## İstenen
Verinin başındaki satırdan "151 117 L 152" içeren satıra kadar, iki uç da dahil olmak üzere, tüm satırları hiçbir şeyi atlamadan yeniden yaz. Yanıtlardaki her koordinat değerine 84 ekle.

----------

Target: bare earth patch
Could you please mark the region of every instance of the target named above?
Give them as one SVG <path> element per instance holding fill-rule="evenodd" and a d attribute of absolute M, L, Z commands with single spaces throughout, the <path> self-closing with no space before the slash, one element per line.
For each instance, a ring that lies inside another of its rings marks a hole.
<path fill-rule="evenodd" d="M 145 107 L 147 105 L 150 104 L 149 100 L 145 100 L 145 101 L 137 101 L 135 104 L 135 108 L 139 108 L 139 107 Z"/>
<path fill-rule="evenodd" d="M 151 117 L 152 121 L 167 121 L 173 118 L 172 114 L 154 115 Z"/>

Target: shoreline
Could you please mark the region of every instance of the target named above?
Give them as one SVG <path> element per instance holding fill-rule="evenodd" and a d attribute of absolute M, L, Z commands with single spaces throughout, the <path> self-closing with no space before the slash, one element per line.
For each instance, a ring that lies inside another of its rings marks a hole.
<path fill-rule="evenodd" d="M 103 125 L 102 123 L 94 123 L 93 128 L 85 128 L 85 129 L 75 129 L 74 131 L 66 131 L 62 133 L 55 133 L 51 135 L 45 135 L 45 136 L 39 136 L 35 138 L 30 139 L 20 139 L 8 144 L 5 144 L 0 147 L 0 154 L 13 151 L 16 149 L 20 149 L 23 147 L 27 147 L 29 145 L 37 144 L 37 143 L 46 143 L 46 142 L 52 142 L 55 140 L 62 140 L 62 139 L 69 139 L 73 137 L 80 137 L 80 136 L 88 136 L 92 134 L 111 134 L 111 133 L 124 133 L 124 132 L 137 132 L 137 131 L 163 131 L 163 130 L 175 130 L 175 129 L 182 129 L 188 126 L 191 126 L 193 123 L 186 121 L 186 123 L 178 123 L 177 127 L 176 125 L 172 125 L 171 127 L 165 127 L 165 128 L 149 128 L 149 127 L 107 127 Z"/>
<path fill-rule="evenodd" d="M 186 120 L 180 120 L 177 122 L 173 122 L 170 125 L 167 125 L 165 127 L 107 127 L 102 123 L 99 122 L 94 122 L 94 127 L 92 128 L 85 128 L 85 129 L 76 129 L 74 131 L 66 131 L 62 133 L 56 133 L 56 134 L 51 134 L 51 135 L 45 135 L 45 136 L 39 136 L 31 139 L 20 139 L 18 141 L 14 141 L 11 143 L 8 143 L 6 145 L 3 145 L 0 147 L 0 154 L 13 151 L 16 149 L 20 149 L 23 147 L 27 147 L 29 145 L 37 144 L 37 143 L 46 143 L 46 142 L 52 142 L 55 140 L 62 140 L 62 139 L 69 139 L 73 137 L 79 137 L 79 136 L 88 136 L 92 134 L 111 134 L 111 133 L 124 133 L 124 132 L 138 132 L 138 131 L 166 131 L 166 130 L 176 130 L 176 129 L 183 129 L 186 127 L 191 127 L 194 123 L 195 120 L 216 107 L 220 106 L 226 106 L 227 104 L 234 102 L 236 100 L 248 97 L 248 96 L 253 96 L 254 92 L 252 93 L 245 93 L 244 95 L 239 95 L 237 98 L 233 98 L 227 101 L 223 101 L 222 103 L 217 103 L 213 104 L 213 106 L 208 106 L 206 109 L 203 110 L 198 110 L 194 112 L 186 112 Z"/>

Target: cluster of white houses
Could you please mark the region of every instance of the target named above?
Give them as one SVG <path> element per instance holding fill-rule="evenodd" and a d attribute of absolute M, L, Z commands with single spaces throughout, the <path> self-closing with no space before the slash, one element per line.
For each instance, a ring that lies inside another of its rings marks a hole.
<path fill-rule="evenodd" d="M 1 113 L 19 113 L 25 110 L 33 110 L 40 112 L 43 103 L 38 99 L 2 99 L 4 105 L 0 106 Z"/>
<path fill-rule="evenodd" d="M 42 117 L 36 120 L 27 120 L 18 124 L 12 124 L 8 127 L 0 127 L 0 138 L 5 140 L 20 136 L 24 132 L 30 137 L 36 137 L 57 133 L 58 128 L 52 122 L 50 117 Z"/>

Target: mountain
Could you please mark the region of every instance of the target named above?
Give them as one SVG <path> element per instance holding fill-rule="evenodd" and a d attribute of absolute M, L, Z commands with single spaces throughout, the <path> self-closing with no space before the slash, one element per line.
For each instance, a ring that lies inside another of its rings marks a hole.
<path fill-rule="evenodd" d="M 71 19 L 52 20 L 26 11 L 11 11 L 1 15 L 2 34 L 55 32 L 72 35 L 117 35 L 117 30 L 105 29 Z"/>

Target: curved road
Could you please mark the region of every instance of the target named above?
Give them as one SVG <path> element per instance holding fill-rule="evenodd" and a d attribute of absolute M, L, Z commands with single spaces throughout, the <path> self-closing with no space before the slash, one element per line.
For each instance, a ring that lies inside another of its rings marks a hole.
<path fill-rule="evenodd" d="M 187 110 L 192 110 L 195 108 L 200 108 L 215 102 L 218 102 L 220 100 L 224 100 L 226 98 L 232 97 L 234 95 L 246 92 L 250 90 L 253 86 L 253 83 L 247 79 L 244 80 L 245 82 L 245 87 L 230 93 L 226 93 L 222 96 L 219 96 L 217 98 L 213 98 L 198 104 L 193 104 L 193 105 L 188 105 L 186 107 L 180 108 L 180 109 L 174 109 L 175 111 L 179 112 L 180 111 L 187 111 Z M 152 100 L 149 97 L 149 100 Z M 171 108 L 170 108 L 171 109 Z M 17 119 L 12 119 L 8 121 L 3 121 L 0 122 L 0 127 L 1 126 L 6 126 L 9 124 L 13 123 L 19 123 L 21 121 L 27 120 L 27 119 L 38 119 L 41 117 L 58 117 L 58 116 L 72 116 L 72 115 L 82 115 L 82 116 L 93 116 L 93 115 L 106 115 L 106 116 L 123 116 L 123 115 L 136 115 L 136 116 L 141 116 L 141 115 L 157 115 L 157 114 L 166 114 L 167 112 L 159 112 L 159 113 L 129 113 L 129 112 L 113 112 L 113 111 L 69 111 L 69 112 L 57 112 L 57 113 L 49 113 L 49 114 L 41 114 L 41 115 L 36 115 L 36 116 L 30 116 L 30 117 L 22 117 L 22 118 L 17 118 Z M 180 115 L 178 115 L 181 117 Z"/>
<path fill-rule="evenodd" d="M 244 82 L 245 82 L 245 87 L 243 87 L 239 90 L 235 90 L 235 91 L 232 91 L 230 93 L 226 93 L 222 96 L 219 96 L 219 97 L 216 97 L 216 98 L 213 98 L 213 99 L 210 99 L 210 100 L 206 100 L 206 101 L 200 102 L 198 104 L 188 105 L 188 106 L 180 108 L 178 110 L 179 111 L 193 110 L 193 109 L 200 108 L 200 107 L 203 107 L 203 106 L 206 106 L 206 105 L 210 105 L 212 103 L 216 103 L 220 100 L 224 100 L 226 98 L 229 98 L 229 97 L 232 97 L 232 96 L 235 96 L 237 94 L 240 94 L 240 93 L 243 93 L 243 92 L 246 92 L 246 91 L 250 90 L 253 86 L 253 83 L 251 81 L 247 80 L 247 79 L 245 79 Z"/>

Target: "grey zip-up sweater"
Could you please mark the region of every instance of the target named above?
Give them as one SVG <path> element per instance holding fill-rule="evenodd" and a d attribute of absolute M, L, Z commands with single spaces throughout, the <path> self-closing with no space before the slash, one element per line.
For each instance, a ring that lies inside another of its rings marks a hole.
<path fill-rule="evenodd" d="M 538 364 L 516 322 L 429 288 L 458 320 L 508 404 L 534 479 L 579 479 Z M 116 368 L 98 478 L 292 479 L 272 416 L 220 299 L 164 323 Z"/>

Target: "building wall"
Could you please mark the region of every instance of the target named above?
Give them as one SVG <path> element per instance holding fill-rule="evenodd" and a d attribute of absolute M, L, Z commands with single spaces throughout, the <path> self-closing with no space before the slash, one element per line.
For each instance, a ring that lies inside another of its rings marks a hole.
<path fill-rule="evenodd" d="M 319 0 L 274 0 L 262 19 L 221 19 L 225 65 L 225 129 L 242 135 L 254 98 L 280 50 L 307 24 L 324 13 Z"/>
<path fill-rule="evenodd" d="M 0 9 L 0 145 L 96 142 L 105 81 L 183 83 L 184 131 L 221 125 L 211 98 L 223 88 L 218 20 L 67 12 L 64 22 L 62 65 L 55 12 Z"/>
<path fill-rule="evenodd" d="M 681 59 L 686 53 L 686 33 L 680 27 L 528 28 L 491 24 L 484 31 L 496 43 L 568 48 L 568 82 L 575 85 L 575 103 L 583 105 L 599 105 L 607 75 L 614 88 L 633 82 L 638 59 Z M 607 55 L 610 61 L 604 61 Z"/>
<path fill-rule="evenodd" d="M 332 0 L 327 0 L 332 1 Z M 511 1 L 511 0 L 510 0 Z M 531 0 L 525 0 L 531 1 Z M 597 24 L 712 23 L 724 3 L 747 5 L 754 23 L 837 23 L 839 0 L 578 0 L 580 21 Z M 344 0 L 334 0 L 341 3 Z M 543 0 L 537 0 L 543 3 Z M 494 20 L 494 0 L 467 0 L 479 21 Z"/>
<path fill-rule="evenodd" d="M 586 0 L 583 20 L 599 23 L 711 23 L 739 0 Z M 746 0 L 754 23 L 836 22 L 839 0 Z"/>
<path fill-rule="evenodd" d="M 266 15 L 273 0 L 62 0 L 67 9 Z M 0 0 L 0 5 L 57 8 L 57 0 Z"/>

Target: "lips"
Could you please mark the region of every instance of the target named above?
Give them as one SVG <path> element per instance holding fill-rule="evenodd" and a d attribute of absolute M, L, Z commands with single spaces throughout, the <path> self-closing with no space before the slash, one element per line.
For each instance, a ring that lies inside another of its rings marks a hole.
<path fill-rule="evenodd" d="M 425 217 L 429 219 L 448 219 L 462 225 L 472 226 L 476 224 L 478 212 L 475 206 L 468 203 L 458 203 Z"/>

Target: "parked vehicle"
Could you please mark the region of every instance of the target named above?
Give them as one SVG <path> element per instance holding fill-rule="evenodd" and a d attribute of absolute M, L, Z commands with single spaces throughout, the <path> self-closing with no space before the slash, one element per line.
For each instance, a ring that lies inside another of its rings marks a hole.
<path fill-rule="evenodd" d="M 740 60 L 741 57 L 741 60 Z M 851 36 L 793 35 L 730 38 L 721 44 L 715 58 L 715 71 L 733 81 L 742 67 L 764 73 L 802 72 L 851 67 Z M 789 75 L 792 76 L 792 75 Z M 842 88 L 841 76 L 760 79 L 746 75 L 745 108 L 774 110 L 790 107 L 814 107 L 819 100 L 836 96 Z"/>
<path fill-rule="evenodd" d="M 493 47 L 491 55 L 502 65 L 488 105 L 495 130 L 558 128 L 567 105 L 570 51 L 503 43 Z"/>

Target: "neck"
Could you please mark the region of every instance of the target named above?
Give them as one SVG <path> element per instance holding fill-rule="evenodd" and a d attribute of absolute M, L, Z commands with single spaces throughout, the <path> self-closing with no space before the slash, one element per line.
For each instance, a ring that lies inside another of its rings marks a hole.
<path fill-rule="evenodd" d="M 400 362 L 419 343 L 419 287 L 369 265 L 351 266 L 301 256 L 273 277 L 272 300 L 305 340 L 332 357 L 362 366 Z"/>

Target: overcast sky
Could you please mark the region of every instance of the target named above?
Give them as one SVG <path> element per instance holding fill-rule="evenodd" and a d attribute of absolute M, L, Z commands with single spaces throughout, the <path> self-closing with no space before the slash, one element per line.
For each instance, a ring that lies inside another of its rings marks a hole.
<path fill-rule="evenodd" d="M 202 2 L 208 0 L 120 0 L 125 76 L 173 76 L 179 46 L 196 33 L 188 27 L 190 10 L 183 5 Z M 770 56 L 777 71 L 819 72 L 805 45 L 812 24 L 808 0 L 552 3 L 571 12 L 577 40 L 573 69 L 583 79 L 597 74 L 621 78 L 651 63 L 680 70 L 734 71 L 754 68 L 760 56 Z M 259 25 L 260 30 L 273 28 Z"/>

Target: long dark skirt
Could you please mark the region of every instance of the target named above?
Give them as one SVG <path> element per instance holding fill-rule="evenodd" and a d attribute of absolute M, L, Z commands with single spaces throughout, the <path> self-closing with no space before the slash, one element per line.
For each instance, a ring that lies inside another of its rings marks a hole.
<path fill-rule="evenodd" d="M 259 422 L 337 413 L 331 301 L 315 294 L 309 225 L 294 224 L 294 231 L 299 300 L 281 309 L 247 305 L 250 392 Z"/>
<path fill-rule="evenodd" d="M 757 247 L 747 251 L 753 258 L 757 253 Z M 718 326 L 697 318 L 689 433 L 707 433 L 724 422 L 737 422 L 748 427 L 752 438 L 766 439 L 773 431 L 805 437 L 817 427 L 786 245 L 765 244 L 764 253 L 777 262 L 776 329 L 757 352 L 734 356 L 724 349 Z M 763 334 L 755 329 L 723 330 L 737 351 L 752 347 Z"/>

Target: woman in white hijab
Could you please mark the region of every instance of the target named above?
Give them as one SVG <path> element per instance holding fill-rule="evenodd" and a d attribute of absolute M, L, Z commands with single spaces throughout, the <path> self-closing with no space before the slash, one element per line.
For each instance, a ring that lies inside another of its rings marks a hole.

----------

## Yazılı yanıt
Target: bare earth patch
Could you please mark the region of every instance of the target named above?
Give them as one SVG <path> element per instance holding fill-rule="evenodd" and a d attribute of absolute M, L, Z commands with single spaces throughout, the <path> self-closing with no space before the slash, one element per line.
For each instance, a ring that lies inside another of its rings marks a hole.
<path fill-rule="evenodd" d="M 229 191 L 231 189 L 234 188 L 233 184 L 229 184 L 229 185 L 221 185 L 219 188 L 219 192 L 223 192 L 223 191 Z"/>
<path fill-rule="evenodd" d="M 235 201 L 236 205 L 251 205 L 257 202 L 256 198 L 238 199 Z"/>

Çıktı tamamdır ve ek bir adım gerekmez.